Task - Copy out the material below word for word, starting at the line that contains "One point per instance of the pink and" and ending at the last line of the material.
-- start Record list --
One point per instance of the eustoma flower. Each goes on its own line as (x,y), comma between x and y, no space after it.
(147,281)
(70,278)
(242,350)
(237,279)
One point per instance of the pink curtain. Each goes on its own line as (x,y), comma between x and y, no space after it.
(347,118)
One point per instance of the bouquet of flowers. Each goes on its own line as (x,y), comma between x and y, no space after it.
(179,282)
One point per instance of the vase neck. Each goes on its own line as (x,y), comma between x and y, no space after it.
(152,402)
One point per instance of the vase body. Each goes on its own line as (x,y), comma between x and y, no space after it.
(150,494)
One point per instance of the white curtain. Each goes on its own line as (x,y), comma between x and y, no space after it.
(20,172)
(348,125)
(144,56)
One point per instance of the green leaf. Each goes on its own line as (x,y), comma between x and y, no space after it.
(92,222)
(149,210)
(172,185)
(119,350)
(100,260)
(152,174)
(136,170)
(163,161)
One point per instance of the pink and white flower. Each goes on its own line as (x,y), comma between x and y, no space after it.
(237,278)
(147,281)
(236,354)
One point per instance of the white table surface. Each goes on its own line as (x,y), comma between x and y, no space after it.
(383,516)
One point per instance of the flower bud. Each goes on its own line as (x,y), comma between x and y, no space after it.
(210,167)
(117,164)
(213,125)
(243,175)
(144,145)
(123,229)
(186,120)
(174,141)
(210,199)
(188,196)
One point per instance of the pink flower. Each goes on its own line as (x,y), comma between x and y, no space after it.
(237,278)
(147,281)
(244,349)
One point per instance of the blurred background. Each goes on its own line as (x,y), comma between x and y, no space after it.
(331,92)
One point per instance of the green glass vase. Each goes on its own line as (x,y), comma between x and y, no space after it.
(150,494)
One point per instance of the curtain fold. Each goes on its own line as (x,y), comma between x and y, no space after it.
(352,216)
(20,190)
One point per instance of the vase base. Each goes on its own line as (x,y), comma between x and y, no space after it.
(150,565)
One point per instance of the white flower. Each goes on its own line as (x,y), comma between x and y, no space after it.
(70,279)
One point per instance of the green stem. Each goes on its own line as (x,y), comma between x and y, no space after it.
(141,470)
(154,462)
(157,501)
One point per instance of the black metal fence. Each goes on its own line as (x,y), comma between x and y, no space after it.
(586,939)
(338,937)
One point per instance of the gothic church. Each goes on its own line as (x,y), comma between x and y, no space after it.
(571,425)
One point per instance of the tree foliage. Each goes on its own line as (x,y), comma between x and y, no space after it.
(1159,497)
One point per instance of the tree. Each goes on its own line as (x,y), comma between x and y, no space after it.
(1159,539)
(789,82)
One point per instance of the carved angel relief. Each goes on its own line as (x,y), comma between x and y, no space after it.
-- end Record list --
Solution to this exercise -
One point per instance of the pink and white flower. Each goes on its own line as (x,y), comma between x and y, no space after it.
(237,278)
(147,281)
(236,354)
One point per instance of the white table surface. Each goes on its own line as (x,y), comma between x and y, no space after it.
(383,516)
One point per instance of the flower bud. Each goes on its own line as (x,y), comma between x and y, no space after it.
(210,167)
(117,164)
(213,125)
(243,175)
(144,145)
(123,229)
(186,120)
(174,141)
(210,199)
(188,196)
One point per instance of the pink flower. Each goes on its own line as (x,y), comma between x and y, no space after it.
(237,278)
(147,281)
(244,349)
One point per instance of the blurred background. Each goes on its own line as (x,y), comma between x and y, no space after it.
(331,92)
One point per instance of the green glass vase. Each goes on its own line as (x,y), comma between x and y, no space after it.
(150,494)
One point per instance of the curtain fold. Each goes on its own line as (x,y), comma between x and y, no space after it.
(352,216)
(20,190)
One point per instance of the vase base. Each goes on its own line as (x,y), comma between x and y, no space after it.
(150,565)
One point per instance of the white flower. Each goes on its own line as (x,y), comma between x and y, no space after it.
(70,279)
One point per instance of the green stem. Each goes on its own line as (x,y), comma between x and y, no space after it.
(141,470)
(154,462)
(157,501)
One point per instance of the black metal fence. Each goes on its own line as (x,y), comma between x and y, no space after it.
(586,939)
(338,937)
One point per instance of the gothic church. Each goes on its own line as (x,y), comma between x and y, no space after it.
(571,425)
One point per instance of the tree foliage. Each goes on its own line as (x,y), comma between x and y, no space after it.
(1159,497)
One point per instance of the tree. Each goes on its own line as (x,y), comma between x and y, no space after it.
(1159,539)
(789,82)
One point per instance of the carved angel relief. Each goes on its own line as (x,y), comma between x and y, no space after it.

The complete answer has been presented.